In the material below, copy out word for word the lines from the one containing "the chimney, imagine" through the one containing "[[191, 135], [67, 137], [280, 163]]", with both of those lines included.

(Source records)
○ ○ ○ ○

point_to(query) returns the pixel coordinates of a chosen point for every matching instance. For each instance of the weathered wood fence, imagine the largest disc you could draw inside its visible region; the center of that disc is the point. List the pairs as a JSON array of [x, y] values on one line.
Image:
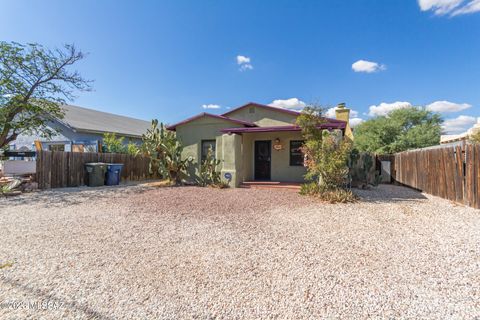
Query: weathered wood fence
[[57, 169], [451, 172]]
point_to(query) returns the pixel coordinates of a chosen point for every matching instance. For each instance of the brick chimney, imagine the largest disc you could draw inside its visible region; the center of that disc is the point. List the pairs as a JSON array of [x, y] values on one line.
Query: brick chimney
[[343, 113]]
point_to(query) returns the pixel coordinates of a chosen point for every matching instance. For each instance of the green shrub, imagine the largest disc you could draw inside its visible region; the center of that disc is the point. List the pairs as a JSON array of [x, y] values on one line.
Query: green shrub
[[331, 195], [327, 154]]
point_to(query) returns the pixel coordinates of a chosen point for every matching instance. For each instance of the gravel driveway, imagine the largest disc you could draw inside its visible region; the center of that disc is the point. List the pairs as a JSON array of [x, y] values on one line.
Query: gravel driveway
[[174, 253]]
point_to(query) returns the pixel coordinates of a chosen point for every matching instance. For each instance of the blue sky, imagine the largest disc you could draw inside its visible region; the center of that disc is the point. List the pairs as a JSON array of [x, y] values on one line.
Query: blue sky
[[168, 59]]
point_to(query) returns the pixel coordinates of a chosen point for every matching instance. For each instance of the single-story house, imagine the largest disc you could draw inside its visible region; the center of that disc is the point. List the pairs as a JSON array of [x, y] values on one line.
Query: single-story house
[[82, 130], [253, 142]]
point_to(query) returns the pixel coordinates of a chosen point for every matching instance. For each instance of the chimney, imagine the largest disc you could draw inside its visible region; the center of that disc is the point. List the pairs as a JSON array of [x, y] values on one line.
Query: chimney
[[343, 113]]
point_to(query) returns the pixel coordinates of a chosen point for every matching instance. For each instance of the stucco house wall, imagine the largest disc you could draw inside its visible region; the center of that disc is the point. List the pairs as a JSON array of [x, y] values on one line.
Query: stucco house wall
[[191, 135], [67, 137], [280, 163]]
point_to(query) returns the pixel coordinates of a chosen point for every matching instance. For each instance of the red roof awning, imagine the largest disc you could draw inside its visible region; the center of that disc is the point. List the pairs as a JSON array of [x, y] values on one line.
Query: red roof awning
[[329, 126]]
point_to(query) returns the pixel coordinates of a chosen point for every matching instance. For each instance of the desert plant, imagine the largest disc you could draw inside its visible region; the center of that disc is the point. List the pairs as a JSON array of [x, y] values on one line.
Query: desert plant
[[209, 175], [165, 152], [326, 158], [113, 144], [132, 149], [335, 195], [34, 82], [362, 169]]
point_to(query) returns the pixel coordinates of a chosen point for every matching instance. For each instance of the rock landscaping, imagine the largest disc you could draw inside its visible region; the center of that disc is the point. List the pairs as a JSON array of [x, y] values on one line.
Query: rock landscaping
[[143, 252]]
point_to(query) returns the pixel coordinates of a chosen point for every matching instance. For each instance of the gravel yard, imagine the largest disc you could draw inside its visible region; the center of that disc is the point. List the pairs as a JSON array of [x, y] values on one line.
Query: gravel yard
[[174, 253]]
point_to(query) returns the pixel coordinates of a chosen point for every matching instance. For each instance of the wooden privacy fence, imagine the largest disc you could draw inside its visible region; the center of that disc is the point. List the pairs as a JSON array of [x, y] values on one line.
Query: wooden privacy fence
[[58, 169], [451, 172]]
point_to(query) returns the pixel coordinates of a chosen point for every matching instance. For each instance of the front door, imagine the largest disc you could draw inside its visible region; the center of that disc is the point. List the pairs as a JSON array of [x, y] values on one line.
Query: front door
[[263, 159]]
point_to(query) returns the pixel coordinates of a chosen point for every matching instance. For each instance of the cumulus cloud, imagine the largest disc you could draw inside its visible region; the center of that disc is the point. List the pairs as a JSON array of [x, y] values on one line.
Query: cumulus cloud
[[450, 7], [354, 119], [459, 124], [447, 106], [211, 106], [355, 122], [330, 113], [367, 66], [292, 104], [244, 63], [385, 108]]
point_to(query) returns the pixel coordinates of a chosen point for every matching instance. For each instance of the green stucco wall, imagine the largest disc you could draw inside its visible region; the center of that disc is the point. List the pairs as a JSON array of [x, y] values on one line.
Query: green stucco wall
[[263, 117], [236, 152], [191, 135], [281, 169]]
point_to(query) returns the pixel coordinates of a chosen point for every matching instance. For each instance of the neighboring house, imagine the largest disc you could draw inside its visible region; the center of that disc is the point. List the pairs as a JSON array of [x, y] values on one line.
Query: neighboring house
[[253, 142], [455, 138], [82, 130]]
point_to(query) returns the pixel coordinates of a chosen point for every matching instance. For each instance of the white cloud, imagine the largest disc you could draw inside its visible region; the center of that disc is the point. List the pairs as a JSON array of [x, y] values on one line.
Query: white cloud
[[447, 106], [471, 7], [330, 113], [385, 108], [292, 103], [459, 124], [244, 63], [355, 122], [354, 119], [367, 66], [211, 106], [450, 7]]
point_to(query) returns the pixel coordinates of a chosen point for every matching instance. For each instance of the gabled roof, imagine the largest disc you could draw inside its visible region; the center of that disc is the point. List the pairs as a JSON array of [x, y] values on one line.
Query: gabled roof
[[291, 112], [89, 120], [205, 114], [335, 124]]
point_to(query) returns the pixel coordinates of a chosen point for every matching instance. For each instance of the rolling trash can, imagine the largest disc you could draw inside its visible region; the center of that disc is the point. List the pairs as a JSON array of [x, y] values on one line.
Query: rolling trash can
[[96, 173], [113, 173]]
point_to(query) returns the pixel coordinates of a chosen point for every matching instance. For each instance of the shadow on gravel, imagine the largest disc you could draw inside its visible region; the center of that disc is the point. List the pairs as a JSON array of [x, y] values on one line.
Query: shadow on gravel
[[43, 296], [71, 196], [389, 193]]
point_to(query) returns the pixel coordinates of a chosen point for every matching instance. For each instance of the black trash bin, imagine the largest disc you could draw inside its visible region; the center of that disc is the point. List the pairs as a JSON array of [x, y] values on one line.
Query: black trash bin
[[114, 171], [96, 173]]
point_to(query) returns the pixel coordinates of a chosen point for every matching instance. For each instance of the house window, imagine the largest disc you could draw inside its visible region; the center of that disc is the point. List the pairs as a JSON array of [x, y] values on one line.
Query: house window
[[56, 147], [207, 144], [296, 155]]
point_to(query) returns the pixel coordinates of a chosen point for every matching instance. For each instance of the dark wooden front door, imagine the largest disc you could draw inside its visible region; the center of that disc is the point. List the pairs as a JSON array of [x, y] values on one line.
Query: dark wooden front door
[[263, 159]]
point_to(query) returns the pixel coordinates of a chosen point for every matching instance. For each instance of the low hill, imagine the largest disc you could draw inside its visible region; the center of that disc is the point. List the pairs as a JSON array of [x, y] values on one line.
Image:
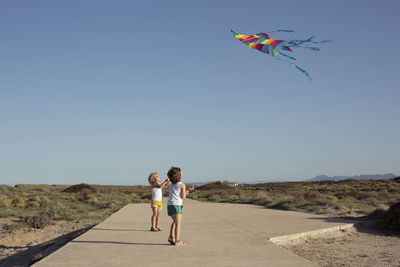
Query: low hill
[[356, 177]]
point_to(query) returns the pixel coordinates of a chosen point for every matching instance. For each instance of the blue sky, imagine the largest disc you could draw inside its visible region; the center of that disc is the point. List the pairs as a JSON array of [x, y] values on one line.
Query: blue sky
[[105, 92]]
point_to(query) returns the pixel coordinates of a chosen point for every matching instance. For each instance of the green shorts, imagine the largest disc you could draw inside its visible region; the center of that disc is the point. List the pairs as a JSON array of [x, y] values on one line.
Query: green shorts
[[174, 209]]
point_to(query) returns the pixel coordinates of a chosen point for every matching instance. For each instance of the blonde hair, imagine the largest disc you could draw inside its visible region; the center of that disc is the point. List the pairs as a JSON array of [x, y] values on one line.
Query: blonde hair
[[174, 174], [152, 177]]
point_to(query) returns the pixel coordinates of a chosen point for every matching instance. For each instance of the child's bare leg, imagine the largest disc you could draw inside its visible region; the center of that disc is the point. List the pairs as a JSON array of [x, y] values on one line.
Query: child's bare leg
[[178, 218], [158, 217], [172, 232], [153, 218]]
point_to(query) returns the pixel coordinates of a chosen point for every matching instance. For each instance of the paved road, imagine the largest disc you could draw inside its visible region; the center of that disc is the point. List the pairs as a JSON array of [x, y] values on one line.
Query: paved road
[[216, 235]]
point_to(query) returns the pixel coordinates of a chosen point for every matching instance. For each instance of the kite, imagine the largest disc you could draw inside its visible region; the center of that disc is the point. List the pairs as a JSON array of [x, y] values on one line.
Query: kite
[[263, 43]]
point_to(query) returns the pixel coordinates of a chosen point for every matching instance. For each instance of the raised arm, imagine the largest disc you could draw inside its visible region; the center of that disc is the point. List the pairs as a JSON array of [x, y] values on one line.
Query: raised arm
[[184, 191], [162, 185]]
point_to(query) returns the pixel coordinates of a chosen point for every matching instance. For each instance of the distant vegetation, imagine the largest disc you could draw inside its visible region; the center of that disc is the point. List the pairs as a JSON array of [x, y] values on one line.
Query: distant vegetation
[[38, 205], [347, 198]]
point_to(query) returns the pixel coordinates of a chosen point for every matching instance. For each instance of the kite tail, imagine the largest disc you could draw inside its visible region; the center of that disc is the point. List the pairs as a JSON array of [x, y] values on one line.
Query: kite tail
[[284, 31], [303, 71], [282, 54], [296, 66]]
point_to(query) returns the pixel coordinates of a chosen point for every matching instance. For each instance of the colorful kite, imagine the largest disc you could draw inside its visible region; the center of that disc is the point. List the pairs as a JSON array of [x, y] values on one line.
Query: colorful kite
[[263, 43]]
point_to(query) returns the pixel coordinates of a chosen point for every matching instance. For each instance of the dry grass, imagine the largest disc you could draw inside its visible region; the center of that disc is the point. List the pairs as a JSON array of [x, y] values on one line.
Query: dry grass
[[64, 203], [348, 198]]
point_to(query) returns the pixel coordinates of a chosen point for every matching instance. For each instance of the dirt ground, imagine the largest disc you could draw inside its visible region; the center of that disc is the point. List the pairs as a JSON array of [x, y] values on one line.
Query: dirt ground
[[359, 246], [23, 246]]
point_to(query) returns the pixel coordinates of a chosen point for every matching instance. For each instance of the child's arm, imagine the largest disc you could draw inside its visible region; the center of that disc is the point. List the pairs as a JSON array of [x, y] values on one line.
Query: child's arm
[[162, 185], [185, 192], [165, 183]]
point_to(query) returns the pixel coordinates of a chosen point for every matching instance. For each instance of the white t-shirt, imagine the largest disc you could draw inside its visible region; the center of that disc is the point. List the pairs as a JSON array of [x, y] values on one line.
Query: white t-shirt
[[156, 193], [175, 195]]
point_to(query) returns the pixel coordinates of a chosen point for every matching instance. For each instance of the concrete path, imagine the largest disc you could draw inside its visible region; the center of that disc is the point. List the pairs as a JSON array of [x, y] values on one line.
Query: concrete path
[[216, 235]]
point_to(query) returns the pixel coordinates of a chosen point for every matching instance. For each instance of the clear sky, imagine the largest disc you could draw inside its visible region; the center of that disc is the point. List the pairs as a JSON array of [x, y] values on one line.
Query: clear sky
[[105, 92]]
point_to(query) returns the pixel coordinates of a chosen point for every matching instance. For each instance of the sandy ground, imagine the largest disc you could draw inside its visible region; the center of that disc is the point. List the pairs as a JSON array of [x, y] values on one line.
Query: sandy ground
[[24, 246], [352, 247]]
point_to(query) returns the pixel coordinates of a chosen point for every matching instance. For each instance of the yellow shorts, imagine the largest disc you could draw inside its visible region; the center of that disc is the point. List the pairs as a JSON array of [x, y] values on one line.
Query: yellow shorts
[[156, 204]]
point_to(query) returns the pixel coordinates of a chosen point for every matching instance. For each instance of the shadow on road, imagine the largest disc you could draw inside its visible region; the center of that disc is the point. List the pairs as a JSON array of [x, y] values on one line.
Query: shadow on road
[[120, 243], [362, 225], [128, 230], [38, 252]]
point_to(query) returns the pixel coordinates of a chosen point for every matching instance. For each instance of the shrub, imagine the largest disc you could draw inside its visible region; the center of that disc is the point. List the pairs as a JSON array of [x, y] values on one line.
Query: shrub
[[80, 188], [37, 221], [312, 195], [19, 202], [390, 220], [215, 185], [5, 203]]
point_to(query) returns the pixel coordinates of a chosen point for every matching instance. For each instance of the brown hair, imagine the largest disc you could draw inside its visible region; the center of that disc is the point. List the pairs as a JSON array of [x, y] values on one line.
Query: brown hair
[[152, 177], [174, 174]]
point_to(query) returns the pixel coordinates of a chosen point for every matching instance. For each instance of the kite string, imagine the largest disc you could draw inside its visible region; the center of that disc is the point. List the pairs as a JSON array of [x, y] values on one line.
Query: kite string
[[296, 66]]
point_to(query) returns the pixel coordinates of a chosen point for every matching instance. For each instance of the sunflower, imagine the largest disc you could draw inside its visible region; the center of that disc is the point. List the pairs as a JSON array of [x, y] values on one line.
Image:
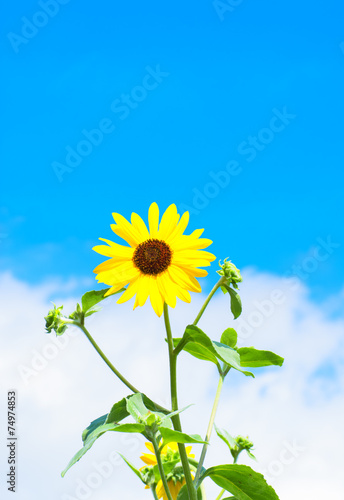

○ ○ ○ ○

**Worked answer**
point_to(query) returns the pixel coordinates of a chosen point for every matching instance. For each instance of the chimney, imagine the largest disc you could draw inside its visible region; the center of that disc is the point. List the pairs as a JSON array of [x, y] values on one line.
Query: chimney
[[343, 113]]
point_to(query) returns the pixel coordinates of a chosen point for every matching instance. For each instance of the stucco house wall, imagine the largest disc you could draw inside its visible region; the center of that disc is the point. List the pairs as a JSON array of [x, y] values on one line.
Query: stucco house wall
[[191, 135], [67, 137], [280, 163]]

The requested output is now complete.